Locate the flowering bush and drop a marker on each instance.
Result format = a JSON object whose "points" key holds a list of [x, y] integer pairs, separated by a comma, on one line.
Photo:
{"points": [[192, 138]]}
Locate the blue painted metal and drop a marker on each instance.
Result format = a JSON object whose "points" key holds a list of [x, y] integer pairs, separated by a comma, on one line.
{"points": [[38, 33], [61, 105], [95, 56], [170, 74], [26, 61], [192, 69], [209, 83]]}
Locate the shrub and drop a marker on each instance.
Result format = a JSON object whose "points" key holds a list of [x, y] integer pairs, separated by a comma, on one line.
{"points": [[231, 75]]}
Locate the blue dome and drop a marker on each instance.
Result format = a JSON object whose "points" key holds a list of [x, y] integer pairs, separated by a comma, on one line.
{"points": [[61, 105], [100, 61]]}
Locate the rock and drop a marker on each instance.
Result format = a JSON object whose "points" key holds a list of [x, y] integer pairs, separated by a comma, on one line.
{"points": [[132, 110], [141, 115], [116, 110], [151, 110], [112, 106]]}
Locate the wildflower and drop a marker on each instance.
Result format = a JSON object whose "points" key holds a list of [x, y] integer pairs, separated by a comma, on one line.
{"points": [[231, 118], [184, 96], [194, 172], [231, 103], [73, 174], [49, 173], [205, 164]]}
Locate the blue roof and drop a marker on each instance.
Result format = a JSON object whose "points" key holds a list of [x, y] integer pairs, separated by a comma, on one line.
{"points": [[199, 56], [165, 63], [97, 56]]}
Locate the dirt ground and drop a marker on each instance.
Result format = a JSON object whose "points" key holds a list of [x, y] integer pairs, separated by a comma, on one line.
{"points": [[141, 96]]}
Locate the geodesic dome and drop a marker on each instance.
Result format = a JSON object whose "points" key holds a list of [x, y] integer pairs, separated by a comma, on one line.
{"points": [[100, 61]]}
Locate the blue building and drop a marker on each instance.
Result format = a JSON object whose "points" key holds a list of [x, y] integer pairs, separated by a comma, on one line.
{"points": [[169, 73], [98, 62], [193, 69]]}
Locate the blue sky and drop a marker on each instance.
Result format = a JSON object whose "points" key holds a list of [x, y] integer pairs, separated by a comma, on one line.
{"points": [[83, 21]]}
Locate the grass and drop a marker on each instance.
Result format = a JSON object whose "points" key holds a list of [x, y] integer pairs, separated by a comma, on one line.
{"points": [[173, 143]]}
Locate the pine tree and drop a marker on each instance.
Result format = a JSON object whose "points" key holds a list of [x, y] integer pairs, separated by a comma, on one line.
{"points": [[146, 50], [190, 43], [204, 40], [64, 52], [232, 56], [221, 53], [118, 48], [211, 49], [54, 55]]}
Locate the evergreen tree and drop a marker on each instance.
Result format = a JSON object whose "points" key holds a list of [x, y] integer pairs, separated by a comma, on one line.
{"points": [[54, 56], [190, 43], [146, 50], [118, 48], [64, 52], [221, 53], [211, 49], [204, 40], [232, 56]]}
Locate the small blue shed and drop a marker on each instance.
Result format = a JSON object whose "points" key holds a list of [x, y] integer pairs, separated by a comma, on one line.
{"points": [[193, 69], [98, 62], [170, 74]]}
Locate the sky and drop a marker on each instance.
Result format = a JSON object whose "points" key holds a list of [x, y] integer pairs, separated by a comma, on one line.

# # # # # # #

*What you should do:* Your task is to repeat the data exactly; please include every line.

*Worked solution:*
Locate the flowering bush and drop a marker on each instance.
Result format = a JSON object whose "points" key holds a list of [x, y] integer pairs, separated by a comma, on one line.
Photo:
{"points": [[192, 138]]}
Locate the blue painted metal and drop a marker on each instance.
Result format = a JSON object whose "points" key holds a list of [x, y] integer pairs, separated by a comma, on one line.
{"points": [[38, 33], [61, 105], [95, 56], [170, 74], [26, 61], [192, 69], [209, 83]]}
Locate the shrub and drop a marker on each instance.
Result format = a JSON object whose "points" key holds a list of [x, y] integer pairs, separated by a comma, on one line.
{"points": [[231, 75]]}
Locate the blue dome and drop a marker on each instance.
Result format = a JSON object whose "points" key holds a list of [x, y] integer pairs, separated by a comma, on one line.
{"points": [[61, 105], [100, 61]]}
Locate the rock and drop a marker on each instance.
Result format = a JSON object whose "points" key holds a list of [x, y] integer pairs, separated by a comma, on one line.
{"points": [[132, 110], [141, 115], [116, 110], [151, 110], [112, 106]]}
Locate the wildflower and drop a marker on each instance.
Result format = a JSON object whose "points" key holds a list of [x, y] integer pairs, separated by a comma, on one line.
{"points": [[231, 118], [184, 96], [194, 172], [231, 103], [73, 174], [49, 173], [205, 164]]}
Locate the blue roof and drop a marker on each instance.
Result format = a JSON object whose "points" key holds a list of [x, y] integer pairs, separated by a comma, on one line.
{"points": [[199, 56], [165, 63], [97, 56]]}
Locate the dirt ground and drop a marker on each instance.
Result format = a JSON object whose "points" key holds a list of [x, y] integer pairs, separated by a comma, on one line.
{"points": [[141, 96]]}
Locate the geodesic dome and drop a marker on each instance.
Result format = a JSON object whose "points" key holds a list of [x, y] integer pairs, separated by a comma, on one line.
{"points": [[100, 61]]}
Locate the blue building and drop a marker on each instance.
Result format = a JSON object whose "points" key holds a list of [x, y] integer pairs, separated by a comma, on one line.
{"points": [[169, 73], [98, 62], [193, 69]]}
Locate the blue sky and drop a marker on each instance.
Result format = a JSON object whose "points" key holds a list of [x, y] integer pairs, separated by a comma, on one line.
{"points": [[83, 21]]}
Locate the grass and drop a marker on each instance.
Result format = a JSON object whose "points" key holds a list of [x, y] integer pairs, separated by a comma, on one line.
{"points": [[173, 143]]}
Locate the pine tree and drop a marker on each instance.
Result format = a JSON object whose "points" key holds a list of [x, y] integer pairs, separated by a comma, on one line.
{"points": [[146, 50], [190, 43], [204, 40], [64, 52], [232, 56], [221, 53], [118, 48], [211, 49], [54, 55]]}
Locate the evergreen tree and drop a marker on each instance.
Result format = a JSON object whose "points" key holds a list of [x, y] integer pairs, separated by a comma, on one line.
{"points": [[54, 56], [190, 43], [146, 50], [118, 48], [64, 52], [221, 53], [211, 49], [204, 40], [232, 56]]}
Locate the small blue shed and drop a marker on each instance.
Result format = a JSON object whose "points" key holds a list of [x, y] integer pairs, separated by a comma, on one line.
{"points": [[193, 69], [98, 62], [170, 74]]}
Locate the sky and drop a marker on each instance.
Result format = a JSON object whose "points" key holds a list of [x, y] integer pairs, separated by a comma, on one line.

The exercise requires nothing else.